Dataset rows
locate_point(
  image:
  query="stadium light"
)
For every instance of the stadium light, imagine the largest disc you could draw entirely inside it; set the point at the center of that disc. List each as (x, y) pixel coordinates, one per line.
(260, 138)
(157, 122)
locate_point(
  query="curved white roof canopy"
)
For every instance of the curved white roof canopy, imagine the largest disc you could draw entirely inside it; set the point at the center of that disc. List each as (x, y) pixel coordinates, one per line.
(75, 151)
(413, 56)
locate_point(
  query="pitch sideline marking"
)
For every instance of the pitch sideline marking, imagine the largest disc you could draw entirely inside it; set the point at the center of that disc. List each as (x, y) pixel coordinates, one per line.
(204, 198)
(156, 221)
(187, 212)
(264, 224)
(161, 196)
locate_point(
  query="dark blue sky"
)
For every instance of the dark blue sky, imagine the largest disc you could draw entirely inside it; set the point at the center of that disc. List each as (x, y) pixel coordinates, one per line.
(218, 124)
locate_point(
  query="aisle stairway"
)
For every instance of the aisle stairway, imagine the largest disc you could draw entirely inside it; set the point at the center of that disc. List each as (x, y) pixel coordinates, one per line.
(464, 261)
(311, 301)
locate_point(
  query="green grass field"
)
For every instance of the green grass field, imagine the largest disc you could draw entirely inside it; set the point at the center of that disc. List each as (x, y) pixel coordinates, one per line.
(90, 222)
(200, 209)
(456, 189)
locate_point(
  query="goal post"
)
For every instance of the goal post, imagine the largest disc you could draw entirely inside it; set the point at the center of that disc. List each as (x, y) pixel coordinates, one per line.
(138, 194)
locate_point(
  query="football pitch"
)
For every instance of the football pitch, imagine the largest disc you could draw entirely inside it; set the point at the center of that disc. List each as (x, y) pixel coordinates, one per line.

PROBLEM ->
Reproduce every line of the records above verbatim.

RIGHT ANSWER ->
locate_point(
  image:
  query="stadium light"
)
For every instance of the stadium light, imagine the largest disc you could draw entirely inside it; set the point at the center of that disc. List each as (x, y) pixel coordinates, one per line.
(260, 138)
(157, 122)
locate_point(
  query="curved white roof canopy"
)
For every instance of the curved white roof canopy, imagine the largest disc you could draw entirely inside it; set the point at the center of that disc. List each as (x, y) pixel coordinates, one per line.
(75, 151)
(413, 56)
locate_point(
  query="pitch sideline marking"
)
For every instance of the pitch sideline marking, imagine the largest disc you could draw entirely inside it; set the point at the center of that disc. List each as (x, y) pixel coordinates, one per line.
(204, 198)
(156, 221)
(187, 212)
(264, 224)
(161, 196)
locate_point(
  query="dark blue sky"
)
For every instance of the dark blue sky, imagine the largest disc you could draw entirely inside it; set the point at the center of that disc. List each as (x, y) pixel coordinates, one per line.
(218, 124)
locate_point(
  query="aisle stairway"
)
For every instance of the aisle stairway, imagine the largest disc you could draw entirely inside it; set the point at the center of that disc. List each as (x, y) pixel coordinates, one per line.
(464, 261)
(311, 301)
locate_point(
  query="green grass field"
)
For every instance of the green grass field, imagine the largest disc you could draw entirely inside it; set the point at the center of that disc. List each as (x, y) pixel coordinates, one per line.
(90, 222)
(200, 209)
(456, 189)
locate_point(
  query="goal post"
)
For every instance of the goal post, imagine the largest disc you could draw entirely inside it; set the point at the center of that disc. List each as (x, y) pixel coordinates, one per line.
(138, 194)
locate_point(
  query="football pitch"
)
For every instance of the football pitch, imagine the largest disc you could draw entirely inside it; set the point at the center of that disc. List each as (x, y) pixel coordinates, one per line.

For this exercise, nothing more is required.